## Provided records:
-.-.-
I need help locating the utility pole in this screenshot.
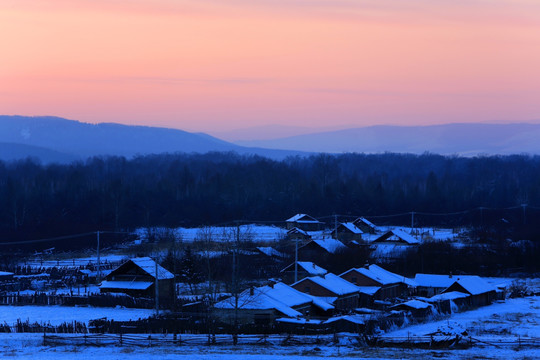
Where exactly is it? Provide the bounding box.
[154,260,159,315]
[233,222,240,345]
[97,231,101,283]
[294,238,298,282]
[334,214,339,240]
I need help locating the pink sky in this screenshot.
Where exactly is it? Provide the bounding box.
[0,0,540,132]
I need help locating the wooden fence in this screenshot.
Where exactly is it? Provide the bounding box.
[43,334,540,349]
[0,293,156,309]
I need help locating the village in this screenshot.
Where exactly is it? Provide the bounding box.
[0,214,538,352]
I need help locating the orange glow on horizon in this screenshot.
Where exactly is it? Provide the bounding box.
[0,0,540,131]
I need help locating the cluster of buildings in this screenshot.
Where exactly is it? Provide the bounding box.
[214,261,497,331]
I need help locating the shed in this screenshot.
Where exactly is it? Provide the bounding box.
[99,257,175,304]
[285,214,323,231]
[443,276,497,306]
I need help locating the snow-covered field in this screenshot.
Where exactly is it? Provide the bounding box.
[0,305,153,326]
[0,334,539,360]
[383,296,540,340]
[0,296,540,360]
[135,224,287,243]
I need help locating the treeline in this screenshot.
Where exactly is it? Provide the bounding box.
[0,153,540,248]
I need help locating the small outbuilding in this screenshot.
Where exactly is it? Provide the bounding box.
[99,257,175,304]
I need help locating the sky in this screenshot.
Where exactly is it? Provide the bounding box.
[0,0,540,133]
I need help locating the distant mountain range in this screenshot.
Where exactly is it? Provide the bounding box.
[236,123,540,156]
[0,115,299,163]
[0,115,540,163]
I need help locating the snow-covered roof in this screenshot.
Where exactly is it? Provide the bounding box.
[293,273,360,295]
[276,318,323,325]
[129,257,174,280]
[304,238,347,254]
[358,286,381,296]
[281,261,328,276]
[215,283,334,317]
[420,291,470,302]
[324,315,366,325]
[99,280,153,290]
[214,284,304,317]
[287,227,309,236]
[414,274,475,289]
[257,283,312,307]
[390,300,432,310]
[285,214,320,224]
[341,222,364,234]
[257,246,286,257]
[306,294,337,311]
[375,229,420,245]
[353,217,378,230]
[443,276,496,295]
[340,264,415,286]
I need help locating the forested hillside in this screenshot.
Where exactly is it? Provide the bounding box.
[0,153,540,242]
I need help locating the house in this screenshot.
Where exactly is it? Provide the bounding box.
[214,283,334,324]
[280,261,328,284]
[0,271,15,281]
[291,273,360,310]
[390,300,435,318]
[285,214,323,231]
[339,264,414,300]
[323,314,370,334]
[417,291,471,314]
[443,276,497,307]
[414,274,473,297]
[99,257,175,304]
[352,217,380,234]
[255,246,287,259]
[298,238,348,261]
[373,229,420,245]
[332,222,364,242]
[287,227,311,244]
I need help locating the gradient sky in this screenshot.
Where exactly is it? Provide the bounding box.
[0,0,540,132]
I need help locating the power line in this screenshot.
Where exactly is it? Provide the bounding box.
[0,231,131,245]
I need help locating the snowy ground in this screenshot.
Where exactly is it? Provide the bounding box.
[0,334,539,360]
[0,305,153,326]
[0,296,540,360]
[383,296,540,340]
[135,224,287,243]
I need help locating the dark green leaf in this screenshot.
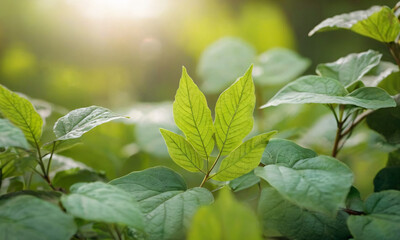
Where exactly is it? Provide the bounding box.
[110,167,213,240]
[197,38,256,93]
[0,196,77,240]
[347,190,400,240]
[255,139,353,215]
[258,187,350,240]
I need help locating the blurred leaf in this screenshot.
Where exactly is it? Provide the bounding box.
[367,99,400,144]
[0,196,77,240]
[61,182,144,230]
[0,85,43,144]
[188,189,262,240]
[0,119,29,149]
[255,139,353,215]
[110,167,213,240]
[213,131,276,181]
[316,50,382,87]
[54,106,123,141]
[214,66,256,155]
[378,72,400,95]
[197,38,256,93]
[347,190,400,240]
[374,166,400,192]
[52,168,107,189]
[253,48,311,86]
[308,6,400,42]
[261,76,395,109]
[160,128,204,172]
[229,171,260,192]
[258,187,350,240]
[173,67,214,158]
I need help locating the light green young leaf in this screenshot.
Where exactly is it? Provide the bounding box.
[160,128,204,172]
[255,139,353,215]
[214,66,256,155]
[197,37,256,93]
[261,76,396,109]
[0,119,29,149]
[0,85,43,144]
[213,131,276,181]
[0,196,77,240]
[110,167,213,240]
[308,6,400,42]
[173,67,214,158]
[347,190,400,240]
[253,48,311,86]
[61,182,144,231]
[257,187,350,240]
[316,50,382,87]
[53,106,123,141]
[188,189,262,240]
-.-.-
## Task directions:
Rewrite every line from the line with "I need help locating the light" up to and including the line with "[257,187,350,240]", keeping the wording of each unchanged. Scale the bounding-box coordinates in the answers by 0.45, rounding to whole numbers with halves going up.

## Problem solution:
I need help locating the light green young leaf in this screenshot.
Where exactly is it? Provide the bounding box.
[72,58,92,77]
[115,63,159,97]
[96,30,115,70]
[89,17,115,42]
[117,34,178,49]
[0,54,13,67]
[0,38,19,65]
[96,59,124,81]
[0,88,35,108]
[50,75,96,108]
[139,3,180,19]
[78,30,96,71]
[156,86,180,108]
[114,22,140,39]
[27,82,65,104]
[116,84,158,108]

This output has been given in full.